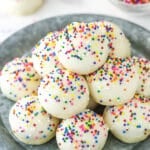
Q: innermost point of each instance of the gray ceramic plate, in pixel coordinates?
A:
(22, 42)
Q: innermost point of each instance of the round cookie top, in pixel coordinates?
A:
(30, 123)
(144, 75)
(82, 47)
(119, 45)
(19, 79)
(85, 130)
(130, 122)
(115, 82)
(44, 55)
(21, 67)
(63, 93)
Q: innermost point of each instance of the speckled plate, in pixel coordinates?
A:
(21, 43)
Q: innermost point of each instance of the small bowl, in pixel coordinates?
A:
(132, 8)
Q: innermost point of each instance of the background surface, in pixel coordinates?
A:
(10, 24)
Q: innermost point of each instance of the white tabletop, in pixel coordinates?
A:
(10, 24)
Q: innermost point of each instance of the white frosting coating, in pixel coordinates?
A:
(63, 93)
(129, 122)
(82, 47)
(118, 43)
(115, 83)
(144, 75)
(30, 123)
(85, 130)
(19, 79)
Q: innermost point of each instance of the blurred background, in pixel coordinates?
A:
(16, 14)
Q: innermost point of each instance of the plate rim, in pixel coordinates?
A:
(73, 15)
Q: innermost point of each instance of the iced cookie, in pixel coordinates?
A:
(30, 123)
(118, 43)
(85, 130)
(92, 104)
(21, 7)
(63, 93)
(82, 47)
(114, 83)
(44, 55)
(130, 122)
(19, 79)
(144, 75)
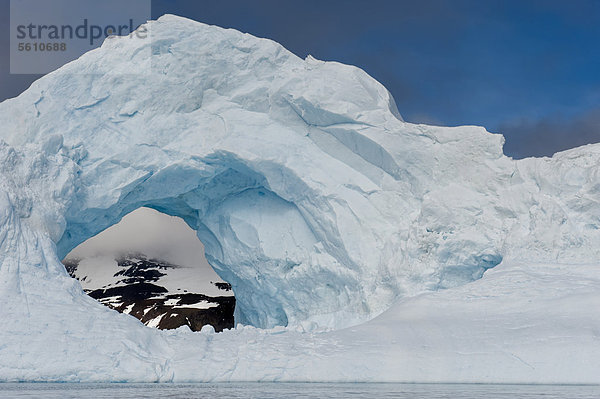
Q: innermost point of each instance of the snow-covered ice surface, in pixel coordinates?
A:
(366, 235)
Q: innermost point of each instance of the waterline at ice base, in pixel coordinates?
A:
(359, 247)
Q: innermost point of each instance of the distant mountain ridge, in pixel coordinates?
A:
(136, 289)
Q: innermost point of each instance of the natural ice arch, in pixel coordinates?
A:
(311, 194)
(247, 231)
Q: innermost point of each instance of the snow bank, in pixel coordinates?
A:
(314, 199)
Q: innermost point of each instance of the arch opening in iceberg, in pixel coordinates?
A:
(253, 238)
(152, 267)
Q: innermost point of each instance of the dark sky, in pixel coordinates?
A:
(529, 69)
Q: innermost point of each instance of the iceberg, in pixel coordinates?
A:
(360, 247)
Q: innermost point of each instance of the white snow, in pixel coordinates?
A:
(364, 234)
(157, 236)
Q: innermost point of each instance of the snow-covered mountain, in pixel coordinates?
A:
(152, 267)
(141, 287)
(358, 246)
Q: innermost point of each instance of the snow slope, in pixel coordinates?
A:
(367, 236)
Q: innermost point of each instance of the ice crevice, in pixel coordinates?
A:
(359, 246)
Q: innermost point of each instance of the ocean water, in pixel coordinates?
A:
(297, 390)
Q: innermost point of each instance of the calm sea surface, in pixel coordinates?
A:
(295, 390)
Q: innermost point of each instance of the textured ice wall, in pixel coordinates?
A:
(312, 196)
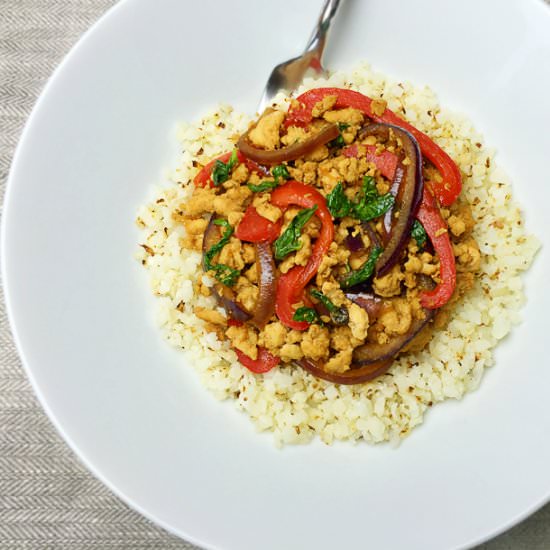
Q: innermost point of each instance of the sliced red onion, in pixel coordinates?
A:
(224, 295)
(354, 242)
(353, 376)
(265, 305)
(407, 188)
(371, 353)
(290, 152)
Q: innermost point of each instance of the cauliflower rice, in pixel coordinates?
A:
(288, 401)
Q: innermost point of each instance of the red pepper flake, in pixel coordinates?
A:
(148, 249)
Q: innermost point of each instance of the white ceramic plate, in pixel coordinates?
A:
(82, 317)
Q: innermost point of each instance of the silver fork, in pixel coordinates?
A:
(289, 74)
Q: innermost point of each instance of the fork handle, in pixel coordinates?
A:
(317, 41)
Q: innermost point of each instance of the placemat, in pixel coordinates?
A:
(48, 500)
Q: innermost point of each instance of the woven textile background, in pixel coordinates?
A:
(47, 499)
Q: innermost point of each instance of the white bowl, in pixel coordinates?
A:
(124, 401)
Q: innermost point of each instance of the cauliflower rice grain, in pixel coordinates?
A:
(288, 401)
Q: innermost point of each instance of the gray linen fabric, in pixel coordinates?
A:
(47, 499)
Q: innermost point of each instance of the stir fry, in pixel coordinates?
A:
(336, 237)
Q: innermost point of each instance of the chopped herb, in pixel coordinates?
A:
(371, 205)
(280, 171)
(223, 273)
(339, 315)
(337, 202)
(266, 185)
(365, 272)
(222, 170)
(289, 241)
(418, 233)
(307, 314)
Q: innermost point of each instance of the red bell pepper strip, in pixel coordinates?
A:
(436, 228)
(386, 161)
(291, 285)
(204, 177)
(264, 363)
(446, 191)
(288, 293)
(254, 228)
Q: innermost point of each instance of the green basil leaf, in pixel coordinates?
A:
(323, 299)
(280, 172)
(418, 233)
(307, 314)
(364, 272)
(266, 185)
(223, 273)
(339, 315)
(367, 210)
(222, 170)
(338, 204)
(289, 241)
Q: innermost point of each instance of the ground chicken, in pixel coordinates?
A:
(468, 256)
(336, 256)
(315, 342)
(390, 284)
(273, 336)
(200, 202)
(290, 352)
(247, 293)
(331, 289)
(396, 319)
(231, 254)
(240, 174)
(342, 339)
(245, 339)
(318, 154)
(194, 232)
(295, 134)
(232, 201)
(252, 273)
(340, 362)
(264, 207)
(266, 132)
(347, 116)
(303, 254)
(248, 253)
(378, 106)
(358, 321)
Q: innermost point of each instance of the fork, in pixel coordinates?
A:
(290, 74)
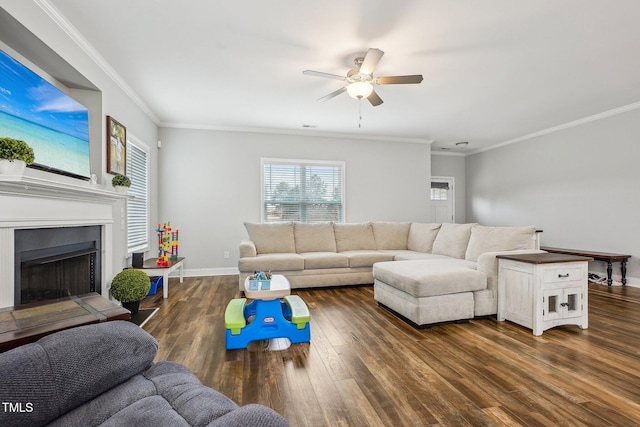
******************************
* How to complete this task *
The answer must consist of every line above that contains the word "background".

* Problem solution *
Q: innermost point of each instance of the background surface, in pixel coordinates?
Q: innermost point of each instance of the blurred background, in pixel coordinates?
Q: innermost point of each instance of the woven textile background, in pixel coordinates?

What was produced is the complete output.